- **Data for the task**:
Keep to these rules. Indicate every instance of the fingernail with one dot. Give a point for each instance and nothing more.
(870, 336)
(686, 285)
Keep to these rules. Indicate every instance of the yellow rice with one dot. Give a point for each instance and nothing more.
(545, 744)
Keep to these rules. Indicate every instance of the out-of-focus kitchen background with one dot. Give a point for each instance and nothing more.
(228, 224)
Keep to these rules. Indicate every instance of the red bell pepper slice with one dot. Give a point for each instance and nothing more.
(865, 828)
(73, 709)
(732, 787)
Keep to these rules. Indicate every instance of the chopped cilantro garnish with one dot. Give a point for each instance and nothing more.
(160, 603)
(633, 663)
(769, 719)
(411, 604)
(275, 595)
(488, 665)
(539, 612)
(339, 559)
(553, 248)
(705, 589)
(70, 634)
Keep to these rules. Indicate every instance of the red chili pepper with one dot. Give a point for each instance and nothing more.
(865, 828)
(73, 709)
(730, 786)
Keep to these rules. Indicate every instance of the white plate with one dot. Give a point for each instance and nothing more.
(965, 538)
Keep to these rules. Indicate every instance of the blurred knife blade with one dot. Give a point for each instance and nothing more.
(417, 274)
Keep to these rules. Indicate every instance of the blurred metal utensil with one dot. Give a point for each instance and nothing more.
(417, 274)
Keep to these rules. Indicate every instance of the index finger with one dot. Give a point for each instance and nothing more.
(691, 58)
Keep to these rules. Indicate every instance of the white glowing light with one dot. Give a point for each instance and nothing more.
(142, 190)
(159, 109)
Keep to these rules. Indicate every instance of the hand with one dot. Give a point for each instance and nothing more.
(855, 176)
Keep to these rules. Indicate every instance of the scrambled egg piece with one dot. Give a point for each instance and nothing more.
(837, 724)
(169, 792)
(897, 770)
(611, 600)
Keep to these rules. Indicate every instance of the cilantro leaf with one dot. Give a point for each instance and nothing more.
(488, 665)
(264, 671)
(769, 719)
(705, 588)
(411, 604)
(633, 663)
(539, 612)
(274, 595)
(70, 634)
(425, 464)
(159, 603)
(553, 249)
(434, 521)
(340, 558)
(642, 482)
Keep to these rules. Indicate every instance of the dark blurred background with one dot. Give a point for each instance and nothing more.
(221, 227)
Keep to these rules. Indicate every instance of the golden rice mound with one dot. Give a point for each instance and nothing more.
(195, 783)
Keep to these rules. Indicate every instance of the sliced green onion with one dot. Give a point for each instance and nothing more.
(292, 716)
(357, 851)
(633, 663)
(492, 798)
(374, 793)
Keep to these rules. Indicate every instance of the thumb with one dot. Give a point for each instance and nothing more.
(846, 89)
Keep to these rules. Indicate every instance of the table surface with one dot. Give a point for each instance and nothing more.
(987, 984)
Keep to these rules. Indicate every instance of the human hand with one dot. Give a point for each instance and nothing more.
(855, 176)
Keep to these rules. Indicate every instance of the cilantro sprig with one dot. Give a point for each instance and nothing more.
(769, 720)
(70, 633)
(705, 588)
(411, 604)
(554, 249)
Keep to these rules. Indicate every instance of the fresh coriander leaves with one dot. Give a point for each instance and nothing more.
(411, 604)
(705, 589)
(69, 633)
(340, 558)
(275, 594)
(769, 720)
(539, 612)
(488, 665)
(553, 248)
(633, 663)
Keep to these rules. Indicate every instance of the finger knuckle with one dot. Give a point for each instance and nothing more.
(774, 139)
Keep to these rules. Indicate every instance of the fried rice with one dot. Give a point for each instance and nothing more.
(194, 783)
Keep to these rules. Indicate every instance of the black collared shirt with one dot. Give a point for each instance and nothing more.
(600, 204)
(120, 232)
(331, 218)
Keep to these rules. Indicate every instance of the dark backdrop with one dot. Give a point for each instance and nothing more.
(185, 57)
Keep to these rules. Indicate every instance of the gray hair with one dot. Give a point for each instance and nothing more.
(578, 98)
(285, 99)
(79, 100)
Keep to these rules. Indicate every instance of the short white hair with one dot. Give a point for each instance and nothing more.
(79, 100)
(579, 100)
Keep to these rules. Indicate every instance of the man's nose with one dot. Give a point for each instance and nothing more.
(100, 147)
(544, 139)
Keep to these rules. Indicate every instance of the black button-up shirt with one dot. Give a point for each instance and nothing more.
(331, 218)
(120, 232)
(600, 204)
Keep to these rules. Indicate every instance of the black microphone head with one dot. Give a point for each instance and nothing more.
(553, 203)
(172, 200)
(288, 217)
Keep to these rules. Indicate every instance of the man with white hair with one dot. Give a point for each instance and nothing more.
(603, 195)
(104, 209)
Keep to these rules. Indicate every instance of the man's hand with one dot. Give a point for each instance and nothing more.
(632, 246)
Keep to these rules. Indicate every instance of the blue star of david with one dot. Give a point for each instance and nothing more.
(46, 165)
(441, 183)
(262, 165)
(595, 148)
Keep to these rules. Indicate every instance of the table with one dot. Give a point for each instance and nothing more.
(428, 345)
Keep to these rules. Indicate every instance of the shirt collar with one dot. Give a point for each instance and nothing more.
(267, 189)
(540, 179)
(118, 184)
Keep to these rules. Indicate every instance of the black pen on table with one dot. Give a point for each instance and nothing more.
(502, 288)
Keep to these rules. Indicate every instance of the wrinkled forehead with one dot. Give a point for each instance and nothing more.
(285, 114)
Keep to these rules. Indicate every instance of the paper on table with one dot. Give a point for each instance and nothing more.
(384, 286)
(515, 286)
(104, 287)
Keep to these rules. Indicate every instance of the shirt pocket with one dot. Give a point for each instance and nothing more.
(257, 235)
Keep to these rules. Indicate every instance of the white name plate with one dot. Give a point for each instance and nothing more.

- **Problem statement**:
Give back the lines of the listing from the one with "Keep to these rules. Indicate every instance of the man with" through the end, both included, exactly as written and with nothing added.

- **Response to the task**:
Keep to these rules. Indicate every instance of the man with white hair with one dot. Give a point for each instance and nothing more.
(603, 195)
(104, 209)
Keep to these rules. Indicate every instance of the man's hand with one dot. Give a point for each instance and nothing more.
(632, 246)
Keep to these rules. Indicate every instance of the blue star of david with one dot. Give a point for each instance and nothing more.
(46, 165)
(441, 183)
(262, 165)
(595, 148)
Keep to these rules. Indicate every instance of the table with one dot. Give a point for each instance and nothing more.
(428, 345)
Keep to these rules. Indicate every instance of the shirt collar with one dot. Give a point for each instance and nothing more.
(267, 189)
(540, 179)
(118, 184)
Keep to these rules. Indicate every instance of the black pen on table with one dot. Give a point for each instance and nothing more.
(502, 288)
Keep to these rules. Indicate every instance of the wrinkled forehead with one dot. Give a point for each instance and nothing more.
(285, 114)
Keep to these rules. Indicate every instance of the paper on table with one dot. Give a point for each instance and nothing more.
(384, 286)
(515, 286)
(104, 287)
Keep to these rules. Indicate every instance of the shirt pocket with one dot. Give a point for each instance and nothing more.
(257, 235)
Keep to these rules. Indicate every instance of the white name plate with one dot. Give a point for each instance and nothing more.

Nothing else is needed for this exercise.